This task calls for the complete listing below, reproduced exactly.
Start of EXERCISE INPUTS
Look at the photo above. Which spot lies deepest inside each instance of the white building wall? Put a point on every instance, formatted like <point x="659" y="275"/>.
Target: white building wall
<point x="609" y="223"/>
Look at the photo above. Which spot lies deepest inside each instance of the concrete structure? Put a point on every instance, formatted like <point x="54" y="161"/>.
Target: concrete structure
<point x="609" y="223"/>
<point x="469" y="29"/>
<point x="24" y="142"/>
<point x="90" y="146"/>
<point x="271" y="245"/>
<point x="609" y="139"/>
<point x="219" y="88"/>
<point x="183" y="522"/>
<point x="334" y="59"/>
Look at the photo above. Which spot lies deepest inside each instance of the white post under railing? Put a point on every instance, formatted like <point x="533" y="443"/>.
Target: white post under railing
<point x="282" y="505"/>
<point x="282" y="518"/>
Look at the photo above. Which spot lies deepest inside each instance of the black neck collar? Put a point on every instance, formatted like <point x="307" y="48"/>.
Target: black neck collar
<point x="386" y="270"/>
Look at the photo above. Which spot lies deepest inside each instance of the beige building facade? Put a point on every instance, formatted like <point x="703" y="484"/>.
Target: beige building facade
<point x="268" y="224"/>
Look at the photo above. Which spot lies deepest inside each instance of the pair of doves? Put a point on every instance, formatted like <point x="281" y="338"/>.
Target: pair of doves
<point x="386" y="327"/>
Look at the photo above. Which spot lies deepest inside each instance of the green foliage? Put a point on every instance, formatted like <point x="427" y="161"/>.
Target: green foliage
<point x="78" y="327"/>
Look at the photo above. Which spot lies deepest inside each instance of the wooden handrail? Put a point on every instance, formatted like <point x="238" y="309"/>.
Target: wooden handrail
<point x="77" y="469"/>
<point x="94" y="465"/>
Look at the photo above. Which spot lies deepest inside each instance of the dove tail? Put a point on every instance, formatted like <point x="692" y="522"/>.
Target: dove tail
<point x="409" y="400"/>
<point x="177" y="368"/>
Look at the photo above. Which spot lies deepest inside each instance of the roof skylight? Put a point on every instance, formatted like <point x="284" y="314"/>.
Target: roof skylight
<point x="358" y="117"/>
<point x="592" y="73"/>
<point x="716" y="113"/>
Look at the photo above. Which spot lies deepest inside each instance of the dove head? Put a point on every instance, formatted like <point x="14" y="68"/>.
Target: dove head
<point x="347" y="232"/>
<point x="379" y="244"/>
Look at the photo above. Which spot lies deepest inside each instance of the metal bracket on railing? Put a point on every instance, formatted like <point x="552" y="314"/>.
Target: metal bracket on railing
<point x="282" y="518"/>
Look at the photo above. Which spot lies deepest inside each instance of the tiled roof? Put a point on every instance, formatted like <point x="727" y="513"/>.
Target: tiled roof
End of EXERCISE INPUTS
● EXERCISE SOLUTION
Look at the photo above. Which spot lies deepest inside each instance of the white building wall? Put a point on every instance, formatted like <point x="659" y="275"/>.
Target: white building wall
<point x="609" y="223"/>
Look at the photo above. Which spot lies deepest inside each instance of the concrete structure? Put a point on every instance, formatted like <point x="54" y="161"/>.
Target: concrete structure
<point x="609" y="223"/>
<point x="469" y="29"/>
<point x="24" y="142"/>
<point x="90" y="146"/>
<point x="271" y="245"/>
<point x="609" y="139"/>
<point x="219" y="88"/>
<point x="183" y="522"/>
<point x="334" y="59"/>
Look at the photo above. Which spot lies deepest inside each instance of the white post under railing? Put a point on every instance, formatted like <point x="533" y="443"/>.
Target: white post under railing
<point x="282" y="505"/>
<point x="282" y="518"/>
Look at the photo above. Which spot lies deepest inside each instance of the black neck collar? Put a point on every instance, formatted like <point x="307" y="48"/>.
Target: black neck collar
<point x="386" y="270"/>
Look at the photo above. Which spot lies deepest inside each instance of the beige building facade? Put a point on every instance, formatted like <point x="703" y="484"/>.
Target: beige building facade
<point x="268" y="224"/>
Look at the photo above. Which spot lies deepest inside each instance of the pair of doves? Put a point on every instance, formatted like <point x="281" y="338"/>.
Target: pair of doves
<point x="386" y="327"/>
Look at the photo above. Which spot lies deepest inside each instance of the green foliage? Put a point on every instance, formatted like <point x="427" y="161"/>.
Target: green foliage
<point x="78" y="327"/>
Look at the photo above. Which spot lies deepest inside each instance of the wooden handrail? Put a point on every instance, formatted like <point x="238" y="309"/>.
Target: wooden handrail
<point x="77" y="469"/>
<point x="94" y="465"/>
Look at the photo above. Which spot lies deepest inside each instance of the dove tail? Put a point on every instance, formatted like <point x="692" y="522"/>.
Target: dove tail
<point x="409" y="400"/>
<point x="177" y="368"/>
Look at the photo above. Which spot lies deepest inside each instance of the roof skylight? Put a point on every instance, formatted like <point x="284" y="314"/>.
Target: roof skylight
<point x="358" y="117"/>
<point x="592" y="73"/>
<point x="716" y="113"/>
Look at the photo above. Which spot lies deepest inside each instance of the dove head? Put a point on every instance, formatted like <point x="14" y="68"/>.
Target: dove head
<point x="347" y="232"/>
<point x="379" y="244"/>
Look at the photo above. Which spot lies deepest inside each instance of the metal bracket on railing? Put a point on every instance, formatted like <point x="552" y="314"/>.
Target: metal bracket on railing
<point x="282" y="518"/>
Look at the photo above. Which spot lies deepest inside each instance of the tiled roof? Put a point on every instance, formatted like <point x="727" y="513"/>.
Target: tiled roof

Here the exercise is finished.